Work required:
The entries are to be output once more, word for word.
START Exercise inputs
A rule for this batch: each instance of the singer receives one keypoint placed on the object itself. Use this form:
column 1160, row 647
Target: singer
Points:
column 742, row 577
END Exercise inputs
Exercise response:
A rule for this batch: each instance of the singer receives one keypoint placed on the object itself. Use this form:
column 1160, row 647
Target: singer
Points:
column 742, row 577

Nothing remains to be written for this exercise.